**Your assignment**
Wherever the word "with" turns up in a line of the entries, copy that line.

(Region pointing data)
################

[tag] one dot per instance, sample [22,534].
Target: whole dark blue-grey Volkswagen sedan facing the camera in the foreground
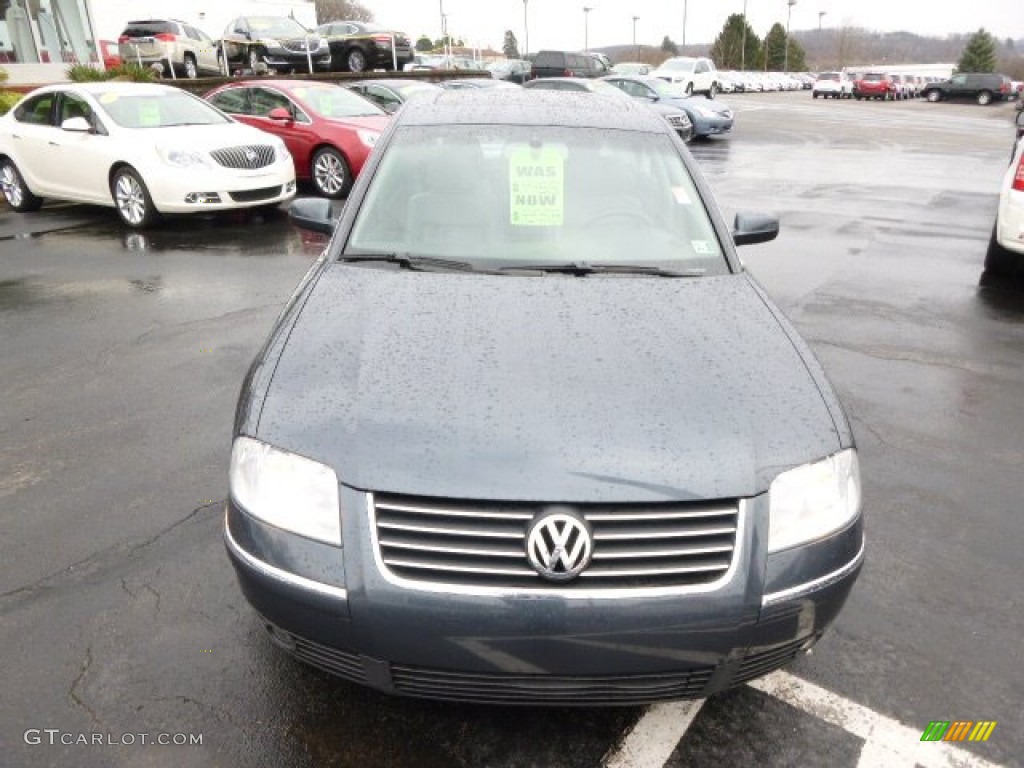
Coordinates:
[528,433]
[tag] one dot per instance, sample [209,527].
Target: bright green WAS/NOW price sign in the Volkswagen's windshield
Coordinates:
[537,193]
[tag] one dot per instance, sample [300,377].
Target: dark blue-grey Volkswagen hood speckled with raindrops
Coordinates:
[558,389]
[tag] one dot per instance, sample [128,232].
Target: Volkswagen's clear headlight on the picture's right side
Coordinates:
[814,501]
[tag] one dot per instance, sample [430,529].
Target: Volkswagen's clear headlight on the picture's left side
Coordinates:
[287,491]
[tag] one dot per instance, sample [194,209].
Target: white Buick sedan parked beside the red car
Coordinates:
[144,149]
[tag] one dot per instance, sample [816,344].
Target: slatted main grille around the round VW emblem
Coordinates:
[484,544]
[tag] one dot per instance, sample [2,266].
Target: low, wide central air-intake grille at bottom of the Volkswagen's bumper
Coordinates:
[550,690]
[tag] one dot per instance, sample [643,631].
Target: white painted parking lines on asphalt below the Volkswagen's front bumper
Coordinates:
[888,744]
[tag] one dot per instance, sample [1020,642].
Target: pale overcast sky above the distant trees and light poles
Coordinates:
[560,24]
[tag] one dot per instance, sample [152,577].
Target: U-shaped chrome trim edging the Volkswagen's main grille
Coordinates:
[575,594]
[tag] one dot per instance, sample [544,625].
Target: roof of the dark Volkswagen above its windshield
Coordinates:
[486,107]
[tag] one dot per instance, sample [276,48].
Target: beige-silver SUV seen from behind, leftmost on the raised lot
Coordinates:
[180,49]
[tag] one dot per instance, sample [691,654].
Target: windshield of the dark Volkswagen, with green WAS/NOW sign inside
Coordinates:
[534,196]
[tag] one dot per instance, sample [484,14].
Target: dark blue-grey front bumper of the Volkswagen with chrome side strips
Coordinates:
[336,610]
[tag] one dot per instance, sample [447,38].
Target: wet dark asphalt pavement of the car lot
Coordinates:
[123,355]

################

**Task solution**
Target: dark blue-grey Volkswagen hood speckled with raindrops
Target: windshield of the dark Volkswagen, with green WAS/NOW sign inside
Target: dark blue-grey front bumper of the Volkswagen with chrome side strips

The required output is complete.